Stated problem:
Reproduce the material below word for word, keeping every line unchanged.

Material to process:
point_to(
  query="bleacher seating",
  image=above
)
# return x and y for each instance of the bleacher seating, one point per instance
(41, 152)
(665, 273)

Task solution:
point_to(
  query="bleacher seating",
  image=above
)
# return x and y for each instance of the bleacher seating, one point per instance
(41, 152)
(665, 273)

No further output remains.